TRAVAIL À FAIRE —
(1) Pouvez-vous recopier le passage de l'entretien qui part de « À ce moment-là, le » et va jusqu'à « pour les langues. », en substituant « allemand » à « italien » ?
(2) Que répond l'entretien aux questions suivantes ?
(a) Dans quelle ville le cardinal passait-il ses vacances d'été ?
(b) En quelle année la personne interrogée a-t-elle pris la direction de l'Institut pour la justice, la paix et la préservation de la Création ?
(c) Que voulait souligner la théologie post-conciliaire ?

TEXTE CHOISI —
►

À ce moment-là, le cardinal avait déjà l'habitude de passer ses vacances d'été à Bressanone, donc je l'ai vu souvent. Quand il a eu son interview avec Messori, par exemple, il m'a demandé d'être présent. À ce stade, il n'était pas encore complètement sûr de son italien, mais il est évidemment extrêmement bon à présent. Quand il est venu de Munich, cependant, il avait quelques difficultés, même s'il a une grande capacité pour les langues.

Etes-vous resté en contact avec Ratzinger après avoir quitté la congrégation?

- Je l'ai surtout vu au cours de ses vacances. De temps en temps, j'avais quelques contacts avec la congrégation - par exemple, si je devais établir un nihil obstat sur quelque chose. A part cela,, je n'ai pas eu beaucoup de temps pour collaborer, parce que j'étais très occupé ici. J'ai travaillé pour la CEI [la conférence épiscopale italienne], et avec d'autres conférences européennes. En 1994, je suis devenu le directeur de notre Institut pour la justice, la paix et la préservation de la Création, et j'ai également pris part à un certain nombre de groupes de travail, y compris des projets oecuméniques, au niveau européen.

Cela a dû être toute une expérience, de voir votre ancien patron élu pape.

Bien sûr, ce fut une grande joie. Par ailleurs, je suis souvenu d’une conversation que nous avions eue au cours de l'été 2004, lorsque Joseph Ratzinger se préparait à quitter Bressanone. Il m'a dit que tout ce qu'il voulait, c'était de prendre sa retraite, pour être libre de passer plus de temps avec son frère et de travailler à ses propres écrits. Il a également dit qu'il était heureux de n’avoir plus à faire de voyages trans-atlantiques après 2004! De toute évidence, les choses ne fonctionnent pas de cette façon. Au début, j'étais un peu triste, en sachant ce qu'il avait espéré, mais je suis également très heureux de voir comment il est entré dans ce nouveau ministère.

Vous êtes un expert en théologie de l'environnement. Que diriez-vous qui est au coeur de l'enseignement du Pape Benoît XVI sur les questions d'environnement?

Déjà quand il était archevêque de Munich, il a délivré des homélies où il déplorait que la théologie de la création ait été négligée dans la période écoulée depuis le Concile Vatican II [1962-65]. La théologie post-conciliaire voulait souligner l'histoire du salut, mais pour lui, il était tout aussi important de voir que tout, le cosmos tout entier, avait été créé en vue de Jésus-Christ.

◄

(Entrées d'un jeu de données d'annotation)
►

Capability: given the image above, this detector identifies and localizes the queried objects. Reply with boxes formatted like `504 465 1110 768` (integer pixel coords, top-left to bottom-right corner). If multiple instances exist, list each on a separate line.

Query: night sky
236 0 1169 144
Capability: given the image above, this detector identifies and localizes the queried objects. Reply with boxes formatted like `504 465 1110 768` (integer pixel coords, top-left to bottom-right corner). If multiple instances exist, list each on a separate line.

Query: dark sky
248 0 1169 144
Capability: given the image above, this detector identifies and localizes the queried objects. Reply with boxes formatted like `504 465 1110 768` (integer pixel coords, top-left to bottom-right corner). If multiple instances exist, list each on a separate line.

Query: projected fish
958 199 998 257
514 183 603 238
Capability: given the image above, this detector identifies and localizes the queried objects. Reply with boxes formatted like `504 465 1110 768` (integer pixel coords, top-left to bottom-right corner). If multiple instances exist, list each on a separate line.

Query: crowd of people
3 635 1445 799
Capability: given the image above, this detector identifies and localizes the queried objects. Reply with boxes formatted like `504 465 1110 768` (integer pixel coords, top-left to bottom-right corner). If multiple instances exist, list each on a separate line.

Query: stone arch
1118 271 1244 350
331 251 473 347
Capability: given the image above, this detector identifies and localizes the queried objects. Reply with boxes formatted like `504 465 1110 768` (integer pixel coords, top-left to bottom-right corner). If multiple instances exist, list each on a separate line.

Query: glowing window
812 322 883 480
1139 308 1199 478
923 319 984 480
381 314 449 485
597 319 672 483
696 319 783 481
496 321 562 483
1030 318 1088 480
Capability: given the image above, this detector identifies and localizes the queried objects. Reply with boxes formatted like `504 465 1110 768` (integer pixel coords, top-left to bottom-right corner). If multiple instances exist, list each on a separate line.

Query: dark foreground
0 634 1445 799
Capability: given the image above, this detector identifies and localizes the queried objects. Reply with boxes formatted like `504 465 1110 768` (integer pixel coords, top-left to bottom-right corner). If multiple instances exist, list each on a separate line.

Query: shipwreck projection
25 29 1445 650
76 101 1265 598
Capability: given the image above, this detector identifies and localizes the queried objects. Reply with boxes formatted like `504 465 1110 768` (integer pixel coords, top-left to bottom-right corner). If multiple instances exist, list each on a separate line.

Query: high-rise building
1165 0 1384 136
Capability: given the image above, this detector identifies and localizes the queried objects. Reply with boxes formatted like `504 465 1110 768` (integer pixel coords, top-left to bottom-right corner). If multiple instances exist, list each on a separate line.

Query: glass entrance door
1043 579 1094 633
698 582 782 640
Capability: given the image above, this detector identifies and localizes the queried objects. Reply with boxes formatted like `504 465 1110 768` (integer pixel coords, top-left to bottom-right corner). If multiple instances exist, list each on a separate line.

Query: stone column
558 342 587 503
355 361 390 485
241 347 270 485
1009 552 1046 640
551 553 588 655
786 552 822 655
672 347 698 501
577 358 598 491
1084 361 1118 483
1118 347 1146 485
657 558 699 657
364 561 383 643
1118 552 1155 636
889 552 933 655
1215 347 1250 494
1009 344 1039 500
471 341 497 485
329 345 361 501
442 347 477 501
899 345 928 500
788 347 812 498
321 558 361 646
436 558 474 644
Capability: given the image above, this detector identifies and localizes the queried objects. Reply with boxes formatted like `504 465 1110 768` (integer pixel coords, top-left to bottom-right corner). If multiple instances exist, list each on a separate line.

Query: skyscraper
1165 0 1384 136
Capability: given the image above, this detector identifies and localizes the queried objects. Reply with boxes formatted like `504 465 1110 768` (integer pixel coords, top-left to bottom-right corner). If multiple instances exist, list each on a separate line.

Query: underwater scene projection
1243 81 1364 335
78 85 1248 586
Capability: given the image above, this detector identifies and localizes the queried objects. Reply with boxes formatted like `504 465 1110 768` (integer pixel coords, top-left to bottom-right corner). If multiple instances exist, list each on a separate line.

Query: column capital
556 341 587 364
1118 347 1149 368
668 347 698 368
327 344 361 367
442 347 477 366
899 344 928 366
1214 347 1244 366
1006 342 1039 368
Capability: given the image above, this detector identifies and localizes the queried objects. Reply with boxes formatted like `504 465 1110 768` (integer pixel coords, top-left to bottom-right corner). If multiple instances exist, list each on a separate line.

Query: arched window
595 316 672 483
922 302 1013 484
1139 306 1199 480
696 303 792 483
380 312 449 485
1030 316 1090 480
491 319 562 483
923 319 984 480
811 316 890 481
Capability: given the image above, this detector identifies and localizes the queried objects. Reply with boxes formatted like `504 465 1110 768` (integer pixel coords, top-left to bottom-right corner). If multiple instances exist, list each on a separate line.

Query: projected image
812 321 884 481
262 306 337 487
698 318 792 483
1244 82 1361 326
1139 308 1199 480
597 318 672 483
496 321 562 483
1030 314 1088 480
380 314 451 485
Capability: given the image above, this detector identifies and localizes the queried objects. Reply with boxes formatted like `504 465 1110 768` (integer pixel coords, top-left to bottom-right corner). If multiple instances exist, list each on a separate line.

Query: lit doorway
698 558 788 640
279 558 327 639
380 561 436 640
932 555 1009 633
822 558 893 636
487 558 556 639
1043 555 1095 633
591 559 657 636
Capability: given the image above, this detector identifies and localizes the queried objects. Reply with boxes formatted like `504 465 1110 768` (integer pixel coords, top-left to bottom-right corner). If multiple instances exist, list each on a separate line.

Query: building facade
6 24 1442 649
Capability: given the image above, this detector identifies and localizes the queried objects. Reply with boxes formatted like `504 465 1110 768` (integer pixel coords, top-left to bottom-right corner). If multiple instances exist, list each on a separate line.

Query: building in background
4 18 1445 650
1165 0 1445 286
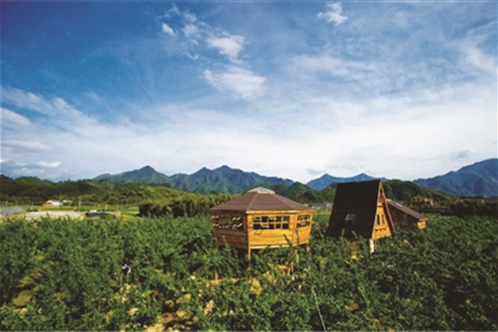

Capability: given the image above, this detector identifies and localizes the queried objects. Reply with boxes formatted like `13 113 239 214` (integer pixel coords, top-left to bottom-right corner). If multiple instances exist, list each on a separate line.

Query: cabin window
344 213 356 224
297 214 311 228
212 215 244 231
253 216 289 229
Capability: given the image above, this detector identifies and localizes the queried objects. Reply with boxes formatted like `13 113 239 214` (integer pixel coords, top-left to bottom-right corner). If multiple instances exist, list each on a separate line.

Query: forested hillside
414 158 498 197
0 215 498 331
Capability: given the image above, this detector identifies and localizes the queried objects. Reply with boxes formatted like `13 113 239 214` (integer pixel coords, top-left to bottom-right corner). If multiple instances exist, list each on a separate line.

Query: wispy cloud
204 66 266 99
1 107 31 129
318 2 348 25
162 23 175 36
207 34 244 62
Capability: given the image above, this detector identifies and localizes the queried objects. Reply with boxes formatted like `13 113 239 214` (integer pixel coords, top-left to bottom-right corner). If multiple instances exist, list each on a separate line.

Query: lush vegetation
0 214 498 331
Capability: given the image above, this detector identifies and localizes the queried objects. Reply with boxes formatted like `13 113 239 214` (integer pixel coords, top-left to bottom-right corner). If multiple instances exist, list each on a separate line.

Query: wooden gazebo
211 187 313 258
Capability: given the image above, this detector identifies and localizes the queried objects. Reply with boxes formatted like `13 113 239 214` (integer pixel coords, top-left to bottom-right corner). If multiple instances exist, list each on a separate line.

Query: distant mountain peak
413 158 498 197
306 173 376 190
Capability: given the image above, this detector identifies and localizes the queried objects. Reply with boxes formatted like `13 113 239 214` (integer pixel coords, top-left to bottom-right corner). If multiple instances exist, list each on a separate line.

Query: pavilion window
212 215 244 231
253 216 289 230
297 214 311 228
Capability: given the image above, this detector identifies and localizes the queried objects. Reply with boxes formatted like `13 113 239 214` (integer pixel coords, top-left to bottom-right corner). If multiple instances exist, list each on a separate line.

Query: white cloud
204 66 266 99
2 139 54 153
207 34 245 62
0 108 31 129
182 24 199 38
36 161 61 168
162 23 175 36
318 2 348 25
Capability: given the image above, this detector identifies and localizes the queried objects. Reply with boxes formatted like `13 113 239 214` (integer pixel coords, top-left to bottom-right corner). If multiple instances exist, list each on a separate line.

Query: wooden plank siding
211 188 314 258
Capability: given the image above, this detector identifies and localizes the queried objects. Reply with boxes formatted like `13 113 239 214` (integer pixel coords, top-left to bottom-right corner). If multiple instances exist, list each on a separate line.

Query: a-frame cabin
327 180 395 252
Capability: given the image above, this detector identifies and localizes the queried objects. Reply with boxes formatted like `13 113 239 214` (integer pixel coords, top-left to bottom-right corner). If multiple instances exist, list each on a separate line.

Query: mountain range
413 158 498 197
93 158 498 197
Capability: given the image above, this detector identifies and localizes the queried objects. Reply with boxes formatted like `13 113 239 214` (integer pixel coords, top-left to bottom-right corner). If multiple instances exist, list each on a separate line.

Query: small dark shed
327 180 395 252
387 199 428 229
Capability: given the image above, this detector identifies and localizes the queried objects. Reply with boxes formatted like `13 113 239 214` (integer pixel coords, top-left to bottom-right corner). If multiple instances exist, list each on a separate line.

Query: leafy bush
0 215 498 331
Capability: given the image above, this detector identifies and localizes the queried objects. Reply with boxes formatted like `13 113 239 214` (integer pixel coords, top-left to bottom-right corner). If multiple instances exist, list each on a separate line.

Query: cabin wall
212 210 313 249
372 202 392 240
247 210 313 248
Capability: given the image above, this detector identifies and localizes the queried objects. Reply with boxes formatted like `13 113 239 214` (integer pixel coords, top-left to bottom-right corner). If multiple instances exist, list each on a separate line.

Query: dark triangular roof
211 187 311 212
327 180 382 239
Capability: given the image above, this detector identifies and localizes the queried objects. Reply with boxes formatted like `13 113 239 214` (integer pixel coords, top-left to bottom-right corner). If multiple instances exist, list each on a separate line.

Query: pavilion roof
211 187 311 212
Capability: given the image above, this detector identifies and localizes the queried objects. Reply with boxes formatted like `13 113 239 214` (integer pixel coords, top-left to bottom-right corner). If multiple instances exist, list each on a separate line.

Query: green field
0 210 498 331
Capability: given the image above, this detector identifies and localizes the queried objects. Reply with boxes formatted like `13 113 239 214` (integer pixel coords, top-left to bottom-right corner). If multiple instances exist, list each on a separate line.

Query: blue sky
0 0 497 183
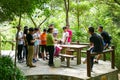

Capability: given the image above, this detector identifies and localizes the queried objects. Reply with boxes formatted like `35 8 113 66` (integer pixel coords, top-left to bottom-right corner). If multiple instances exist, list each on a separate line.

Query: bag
54 57 61 68
54 45 62 57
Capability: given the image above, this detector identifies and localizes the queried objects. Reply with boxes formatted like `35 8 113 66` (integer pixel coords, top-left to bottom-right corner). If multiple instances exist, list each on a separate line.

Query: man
26 28 36 67
95 26 111 63
98 26 111 49
16 26 24 63
40 29 47 60
61 27 69 44
66 25 72 44
88 27 104 70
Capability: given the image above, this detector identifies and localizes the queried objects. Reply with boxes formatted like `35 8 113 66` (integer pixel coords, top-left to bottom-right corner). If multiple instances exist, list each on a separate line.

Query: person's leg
29 46 35 67
94 54 102 63
90 56 95 71
41 45 45 60
48 46 54 66
19 45 23 60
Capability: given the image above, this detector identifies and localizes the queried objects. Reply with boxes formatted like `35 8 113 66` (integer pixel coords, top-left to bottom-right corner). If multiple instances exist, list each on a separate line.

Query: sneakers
94 61 98 64
29 65 36 68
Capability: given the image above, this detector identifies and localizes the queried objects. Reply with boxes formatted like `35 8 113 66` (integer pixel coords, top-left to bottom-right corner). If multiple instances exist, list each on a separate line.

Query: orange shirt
40 32 47 45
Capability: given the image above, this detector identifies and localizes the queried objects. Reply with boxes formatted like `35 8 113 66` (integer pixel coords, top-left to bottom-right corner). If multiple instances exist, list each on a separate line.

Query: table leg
77 49 81 65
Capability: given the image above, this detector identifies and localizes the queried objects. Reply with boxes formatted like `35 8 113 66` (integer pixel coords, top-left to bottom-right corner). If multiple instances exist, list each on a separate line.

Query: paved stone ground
2 51 120 80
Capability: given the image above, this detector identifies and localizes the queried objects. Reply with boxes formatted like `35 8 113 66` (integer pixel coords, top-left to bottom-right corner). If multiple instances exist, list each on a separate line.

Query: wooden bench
59 54 75 67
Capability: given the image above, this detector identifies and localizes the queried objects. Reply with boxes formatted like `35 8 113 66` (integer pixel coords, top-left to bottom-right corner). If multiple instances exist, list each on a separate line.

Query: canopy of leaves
0 0 48 21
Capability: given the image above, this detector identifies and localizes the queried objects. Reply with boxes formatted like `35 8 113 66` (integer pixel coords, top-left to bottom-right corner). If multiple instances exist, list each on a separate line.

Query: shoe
33 59 37 63
94 61 98 64
29 65 36 68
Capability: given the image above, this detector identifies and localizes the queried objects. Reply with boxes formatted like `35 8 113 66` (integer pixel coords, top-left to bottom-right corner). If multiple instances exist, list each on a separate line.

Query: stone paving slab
17 58 117 79
2 51 120 80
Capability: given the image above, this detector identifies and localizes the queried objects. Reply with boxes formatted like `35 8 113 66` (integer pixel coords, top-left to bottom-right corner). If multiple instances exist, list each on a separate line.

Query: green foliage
0 56 26 80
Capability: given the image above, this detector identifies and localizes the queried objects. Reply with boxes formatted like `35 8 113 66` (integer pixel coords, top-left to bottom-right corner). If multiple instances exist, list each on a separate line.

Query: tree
64 0 70 25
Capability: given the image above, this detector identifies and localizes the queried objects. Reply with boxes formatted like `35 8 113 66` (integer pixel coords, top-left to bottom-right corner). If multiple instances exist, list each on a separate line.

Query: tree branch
38 17 47 28
30 16 37 27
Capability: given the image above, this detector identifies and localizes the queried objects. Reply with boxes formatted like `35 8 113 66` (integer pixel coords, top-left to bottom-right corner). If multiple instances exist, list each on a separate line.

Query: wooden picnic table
60 45 88 65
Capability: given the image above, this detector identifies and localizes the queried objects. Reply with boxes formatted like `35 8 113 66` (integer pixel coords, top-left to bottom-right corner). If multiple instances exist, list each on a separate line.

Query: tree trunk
38 17 47 28
64 0 70 25
76 0 80 29
30 16 37 27
0 32 2 56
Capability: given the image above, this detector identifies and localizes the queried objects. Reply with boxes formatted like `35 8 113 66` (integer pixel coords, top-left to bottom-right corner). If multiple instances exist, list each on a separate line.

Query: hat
24 26 28 29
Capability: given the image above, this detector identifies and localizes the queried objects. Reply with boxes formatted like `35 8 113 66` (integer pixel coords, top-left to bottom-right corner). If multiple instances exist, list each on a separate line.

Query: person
16 26 24 63
98 26 111 49
88 27 104 70
61 26 69 44
23 26 28 60
40 29 48 60
66 25 72 44
94 26 111 64
26 27 36 67
33 28 39 63
46 28 54 66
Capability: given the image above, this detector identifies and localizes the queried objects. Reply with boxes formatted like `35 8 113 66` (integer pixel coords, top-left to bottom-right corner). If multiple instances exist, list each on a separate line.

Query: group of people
88 26 111 71
16 24 72 67
16 24 111 69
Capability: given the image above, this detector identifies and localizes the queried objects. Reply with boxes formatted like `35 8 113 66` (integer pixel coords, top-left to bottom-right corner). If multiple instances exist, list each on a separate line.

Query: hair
48 24 54 27
43 29 47 32
88 27 94 33
29 27 34 32
34 28 39 31
63 26 67 30
99 25 103 29
47 28 53 33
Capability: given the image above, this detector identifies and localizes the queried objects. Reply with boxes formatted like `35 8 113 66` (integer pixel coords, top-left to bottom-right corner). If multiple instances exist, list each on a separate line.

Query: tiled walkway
2 51 120 79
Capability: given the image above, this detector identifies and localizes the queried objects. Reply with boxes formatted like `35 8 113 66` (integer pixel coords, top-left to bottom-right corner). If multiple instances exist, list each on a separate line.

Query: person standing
61 27 69 44
40 29 47 60
16 26 24 63
66 25 72 44
94 26 111 64
23 26 28 60
88 27 104 70
33 28 39 62
46 28 54 66
26 28 36 67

◄

RÉSULTATS SUCCESSIFS —
(1)
À ce moment-là, le cardinal avait déjà l'habitude de passer ses vacances d'été à Bressanone, donc je l'ai vu souvent. Quand il a eu son interview avec Messori, par exemple, il m'a demandé d'être présent. À ce stade, il n'était pas encore complètement sûr de son allemand, mais il est évidemment extrêmement bon à présent. Quand il est venu de Munich, cependant, il avait quelques difficultés, même s'il a une grande capacité pour les langues.

(2)
(a) À Bressanone.
(b) En 1994.
(c) L'histoire du salut.